**GIVEN EXERCISE:** Select and copy each line of the rows below that contains the word "woman". Case counts.

**Dataset rows about object locations:**
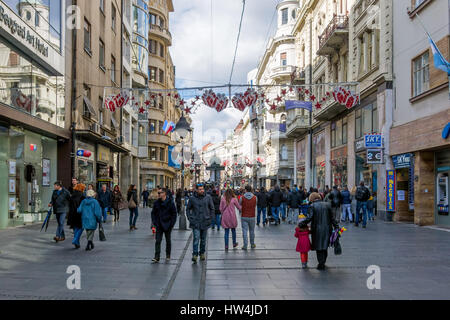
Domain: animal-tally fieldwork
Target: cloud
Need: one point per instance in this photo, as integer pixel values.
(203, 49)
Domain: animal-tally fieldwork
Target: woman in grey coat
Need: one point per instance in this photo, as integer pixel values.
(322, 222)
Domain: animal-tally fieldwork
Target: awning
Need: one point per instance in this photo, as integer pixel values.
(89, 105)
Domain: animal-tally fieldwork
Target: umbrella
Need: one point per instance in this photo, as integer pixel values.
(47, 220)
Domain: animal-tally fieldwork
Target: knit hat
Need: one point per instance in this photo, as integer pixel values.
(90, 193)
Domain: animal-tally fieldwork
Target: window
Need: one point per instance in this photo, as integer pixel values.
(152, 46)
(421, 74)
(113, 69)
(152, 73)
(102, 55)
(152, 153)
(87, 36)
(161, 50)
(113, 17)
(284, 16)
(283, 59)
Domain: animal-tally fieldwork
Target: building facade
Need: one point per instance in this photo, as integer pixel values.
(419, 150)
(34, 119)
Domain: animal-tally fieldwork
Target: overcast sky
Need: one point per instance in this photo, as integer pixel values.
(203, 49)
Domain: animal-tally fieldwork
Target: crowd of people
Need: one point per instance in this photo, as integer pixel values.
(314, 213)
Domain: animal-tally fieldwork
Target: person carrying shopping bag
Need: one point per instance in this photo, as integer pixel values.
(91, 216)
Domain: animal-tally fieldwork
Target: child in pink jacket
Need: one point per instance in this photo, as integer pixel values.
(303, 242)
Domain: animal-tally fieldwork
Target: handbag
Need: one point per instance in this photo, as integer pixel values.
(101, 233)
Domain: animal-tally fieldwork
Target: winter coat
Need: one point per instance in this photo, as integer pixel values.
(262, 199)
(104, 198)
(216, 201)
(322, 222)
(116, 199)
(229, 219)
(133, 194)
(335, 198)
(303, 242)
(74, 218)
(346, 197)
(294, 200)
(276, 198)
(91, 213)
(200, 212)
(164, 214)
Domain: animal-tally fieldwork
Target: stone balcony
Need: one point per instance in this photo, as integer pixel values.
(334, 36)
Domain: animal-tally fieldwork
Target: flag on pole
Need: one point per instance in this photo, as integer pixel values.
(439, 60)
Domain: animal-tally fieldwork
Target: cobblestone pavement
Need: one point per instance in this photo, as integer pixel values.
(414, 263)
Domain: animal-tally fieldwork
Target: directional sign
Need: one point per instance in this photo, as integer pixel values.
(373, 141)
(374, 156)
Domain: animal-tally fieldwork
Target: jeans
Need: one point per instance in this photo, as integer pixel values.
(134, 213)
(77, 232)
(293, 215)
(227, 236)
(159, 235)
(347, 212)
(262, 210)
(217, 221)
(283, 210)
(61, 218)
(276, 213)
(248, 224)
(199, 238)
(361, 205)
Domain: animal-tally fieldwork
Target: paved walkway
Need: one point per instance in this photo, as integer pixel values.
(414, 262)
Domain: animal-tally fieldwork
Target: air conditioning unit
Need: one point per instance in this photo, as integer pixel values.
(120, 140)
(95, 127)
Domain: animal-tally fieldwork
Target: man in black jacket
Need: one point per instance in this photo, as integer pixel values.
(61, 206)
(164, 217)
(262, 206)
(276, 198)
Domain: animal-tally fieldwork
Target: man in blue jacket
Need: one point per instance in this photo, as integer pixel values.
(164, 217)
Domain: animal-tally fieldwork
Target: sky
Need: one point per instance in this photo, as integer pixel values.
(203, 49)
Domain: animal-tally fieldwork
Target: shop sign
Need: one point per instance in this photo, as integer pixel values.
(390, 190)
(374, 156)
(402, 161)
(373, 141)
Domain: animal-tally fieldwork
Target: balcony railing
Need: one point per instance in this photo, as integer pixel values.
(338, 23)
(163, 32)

==

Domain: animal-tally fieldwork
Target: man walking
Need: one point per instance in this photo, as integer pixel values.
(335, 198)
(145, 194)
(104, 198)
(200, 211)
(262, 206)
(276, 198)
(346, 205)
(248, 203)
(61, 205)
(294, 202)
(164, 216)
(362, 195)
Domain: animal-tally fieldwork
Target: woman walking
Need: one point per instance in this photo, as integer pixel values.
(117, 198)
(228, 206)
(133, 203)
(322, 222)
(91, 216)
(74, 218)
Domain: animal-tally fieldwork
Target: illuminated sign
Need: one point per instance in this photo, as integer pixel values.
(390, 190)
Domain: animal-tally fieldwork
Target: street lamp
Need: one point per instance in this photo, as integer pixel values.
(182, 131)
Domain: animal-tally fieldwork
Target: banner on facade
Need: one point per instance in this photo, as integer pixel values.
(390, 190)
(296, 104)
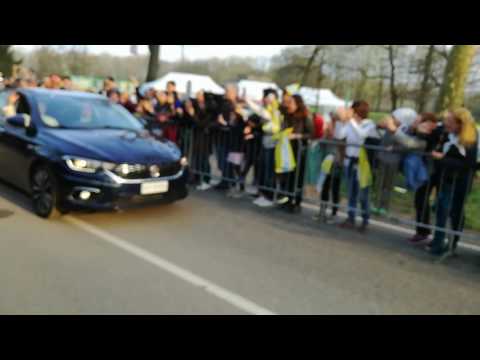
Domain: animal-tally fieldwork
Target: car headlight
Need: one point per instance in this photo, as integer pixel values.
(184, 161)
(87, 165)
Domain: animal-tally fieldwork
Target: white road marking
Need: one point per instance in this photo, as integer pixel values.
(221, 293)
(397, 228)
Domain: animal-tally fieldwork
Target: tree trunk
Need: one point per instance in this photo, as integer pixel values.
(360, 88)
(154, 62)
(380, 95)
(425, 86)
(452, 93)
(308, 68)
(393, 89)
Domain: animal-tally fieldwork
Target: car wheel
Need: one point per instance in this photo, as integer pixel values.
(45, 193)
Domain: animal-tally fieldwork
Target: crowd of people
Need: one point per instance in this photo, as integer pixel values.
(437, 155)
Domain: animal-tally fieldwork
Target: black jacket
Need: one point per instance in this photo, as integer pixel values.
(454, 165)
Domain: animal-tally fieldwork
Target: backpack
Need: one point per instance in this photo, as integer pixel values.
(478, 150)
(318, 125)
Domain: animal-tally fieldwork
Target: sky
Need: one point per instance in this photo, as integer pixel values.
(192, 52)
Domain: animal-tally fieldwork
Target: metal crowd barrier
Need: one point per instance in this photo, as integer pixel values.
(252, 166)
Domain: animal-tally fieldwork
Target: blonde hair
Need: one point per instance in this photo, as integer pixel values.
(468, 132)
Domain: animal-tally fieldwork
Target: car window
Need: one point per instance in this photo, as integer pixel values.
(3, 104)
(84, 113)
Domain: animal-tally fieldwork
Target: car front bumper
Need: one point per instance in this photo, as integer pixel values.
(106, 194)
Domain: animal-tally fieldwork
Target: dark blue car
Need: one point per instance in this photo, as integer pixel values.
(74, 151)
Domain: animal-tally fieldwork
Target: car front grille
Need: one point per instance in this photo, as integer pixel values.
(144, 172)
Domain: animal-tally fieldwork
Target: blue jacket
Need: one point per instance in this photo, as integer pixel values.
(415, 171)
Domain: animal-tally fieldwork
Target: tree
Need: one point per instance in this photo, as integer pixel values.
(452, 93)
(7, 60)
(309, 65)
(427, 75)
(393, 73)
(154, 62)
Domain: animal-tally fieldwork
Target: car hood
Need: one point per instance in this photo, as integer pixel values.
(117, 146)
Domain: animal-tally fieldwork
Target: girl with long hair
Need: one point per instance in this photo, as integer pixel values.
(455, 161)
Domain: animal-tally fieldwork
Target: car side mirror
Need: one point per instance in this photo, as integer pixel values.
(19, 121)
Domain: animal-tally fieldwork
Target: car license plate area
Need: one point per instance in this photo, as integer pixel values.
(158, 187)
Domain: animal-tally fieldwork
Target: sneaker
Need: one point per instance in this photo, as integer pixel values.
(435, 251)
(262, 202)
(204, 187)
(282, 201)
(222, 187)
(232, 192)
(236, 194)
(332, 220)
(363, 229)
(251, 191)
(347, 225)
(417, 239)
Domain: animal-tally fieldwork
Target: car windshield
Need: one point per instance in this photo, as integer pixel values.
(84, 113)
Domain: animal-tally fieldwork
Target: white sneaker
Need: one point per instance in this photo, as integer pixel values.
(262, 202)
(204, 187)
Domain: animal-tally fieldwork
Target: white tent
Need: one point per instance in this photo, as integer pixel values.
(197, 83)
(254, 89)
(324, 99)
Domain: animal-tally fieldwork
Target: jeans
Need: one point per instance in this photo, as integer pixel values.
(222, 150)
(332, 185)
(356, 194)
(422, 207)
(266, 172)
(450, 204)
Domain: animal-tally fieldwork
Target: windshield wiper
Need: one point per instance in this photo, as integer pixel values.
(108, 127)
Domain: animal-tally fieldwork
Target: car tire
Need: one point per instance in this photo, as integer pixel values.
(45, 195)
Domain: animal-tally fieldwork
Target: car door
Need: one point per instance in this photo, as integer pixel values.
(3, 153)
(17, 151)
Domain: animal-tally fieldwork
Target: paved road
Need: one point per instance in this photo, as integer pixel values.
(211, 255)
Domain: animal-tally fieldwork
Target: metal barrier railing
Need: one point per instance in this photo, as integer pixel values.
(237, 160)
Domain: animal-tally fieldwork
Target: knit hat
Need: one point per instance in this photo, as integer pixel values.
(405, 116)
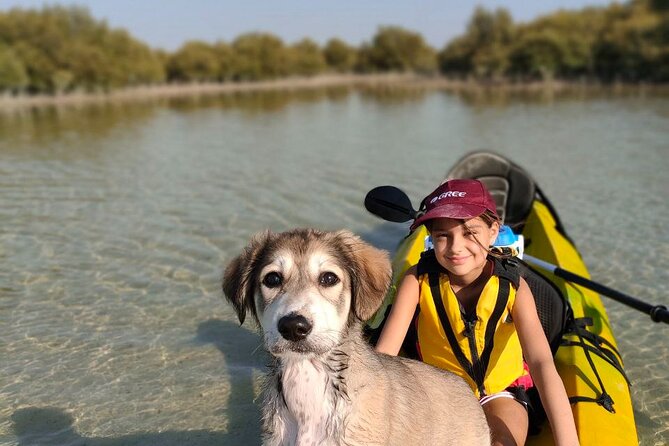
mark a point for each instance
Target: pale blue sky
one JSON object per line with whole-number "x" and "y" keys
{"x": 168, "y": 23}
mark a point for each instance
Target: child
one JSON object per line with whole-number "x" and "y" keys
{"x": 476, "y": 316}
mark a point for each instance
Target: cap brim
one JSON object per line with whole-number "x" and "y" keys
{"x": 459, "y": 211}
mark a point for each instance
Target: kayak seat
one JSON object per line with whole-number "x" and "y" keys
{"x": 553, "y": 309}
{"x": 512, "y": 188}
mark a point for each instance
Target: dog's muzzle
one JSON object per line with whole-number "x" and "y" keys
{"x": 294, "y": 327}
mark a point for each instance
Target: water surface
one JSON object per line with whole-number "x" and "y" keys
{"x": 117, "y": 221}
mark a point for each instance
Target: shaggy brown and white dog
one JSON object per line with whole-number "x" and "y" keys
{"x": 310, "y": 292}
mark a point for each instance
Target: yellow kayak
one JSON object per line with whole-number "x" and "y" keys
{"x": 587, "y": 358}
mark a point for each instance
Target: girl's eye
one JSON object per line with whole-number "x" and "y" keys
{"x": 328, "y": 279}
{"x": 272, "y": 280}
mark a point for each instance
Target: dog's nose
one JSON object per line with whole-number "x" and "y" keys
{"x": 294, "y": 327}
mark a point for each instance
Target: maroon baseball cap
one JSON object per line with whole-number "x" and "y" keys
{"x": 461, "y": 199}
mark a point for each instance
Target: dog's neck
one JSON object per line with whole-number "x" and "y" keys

---

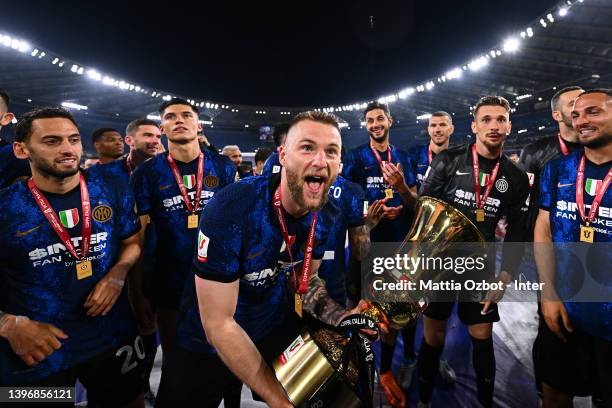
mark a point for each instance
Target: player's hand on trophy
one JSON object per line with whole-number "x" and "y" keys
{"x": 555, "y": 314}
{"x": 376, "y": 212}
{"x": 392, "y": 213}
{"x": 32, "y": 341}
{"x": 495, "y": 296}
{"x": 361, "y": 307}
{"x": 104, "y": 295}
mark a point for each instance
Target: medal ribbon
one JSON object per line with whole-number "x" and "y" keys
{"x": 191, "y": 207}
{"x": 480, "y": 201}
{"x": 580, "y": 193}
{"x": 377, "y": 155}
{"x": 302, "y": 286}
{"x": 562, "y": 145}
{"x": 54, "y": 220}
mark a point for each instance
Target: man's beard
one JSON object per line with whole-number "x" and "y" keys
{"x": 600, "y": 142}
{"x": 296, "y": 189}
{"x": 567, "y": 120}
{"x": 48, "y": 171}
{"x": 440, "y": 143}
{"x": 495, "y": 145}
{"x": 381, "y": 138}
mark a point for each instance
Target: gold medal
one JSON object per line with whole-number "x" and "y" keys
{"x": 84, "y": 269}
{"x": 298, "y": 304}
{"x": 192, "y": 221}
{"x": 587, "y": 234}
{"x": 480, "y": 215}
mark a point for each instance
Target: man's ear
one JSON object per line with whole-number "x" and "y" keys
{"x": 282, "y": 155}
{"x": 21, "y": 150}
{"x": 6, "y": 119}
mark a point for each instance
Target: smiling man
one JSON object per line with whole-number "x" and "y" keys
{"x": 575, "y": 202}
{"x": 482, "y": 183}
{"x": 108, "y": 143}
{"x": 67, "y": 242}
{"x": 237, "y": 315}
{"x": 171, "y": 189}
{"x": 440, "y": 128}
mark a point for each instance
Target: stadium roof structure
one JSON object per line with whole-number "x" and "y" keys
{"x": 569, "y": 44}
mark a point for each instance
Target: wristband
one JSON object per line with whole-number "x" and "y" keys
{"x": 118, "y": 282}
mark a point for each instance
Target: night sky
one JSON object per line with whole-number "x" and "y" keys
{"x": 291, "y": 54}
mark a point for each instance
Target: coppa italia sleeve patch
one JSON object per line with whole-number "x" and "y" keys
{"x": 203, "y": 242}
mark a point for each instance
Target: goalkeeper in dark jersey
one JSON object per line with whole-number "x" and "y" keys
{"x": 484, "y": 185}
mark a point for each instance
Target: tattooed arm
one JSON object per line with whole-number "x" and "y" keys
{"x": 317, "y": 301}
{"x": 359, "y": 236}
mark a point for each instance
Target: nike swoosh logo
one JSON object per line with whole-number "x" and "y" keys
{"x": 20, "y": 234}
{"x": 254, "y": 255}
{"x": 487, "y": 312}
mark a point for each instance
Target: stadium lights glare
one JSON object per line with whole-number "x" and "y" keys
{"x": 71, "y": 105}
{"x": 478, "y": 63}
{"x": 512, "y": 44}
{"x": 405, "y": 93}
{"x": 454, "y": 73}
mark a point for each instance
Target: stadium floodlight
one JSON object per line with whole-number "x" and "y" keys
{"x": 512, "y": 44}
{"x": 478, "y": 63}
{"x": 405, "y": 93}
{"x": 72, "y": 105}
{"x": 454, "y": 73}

**CORRECT RESULT:**
Target: woman in grey coat
Target: woman walking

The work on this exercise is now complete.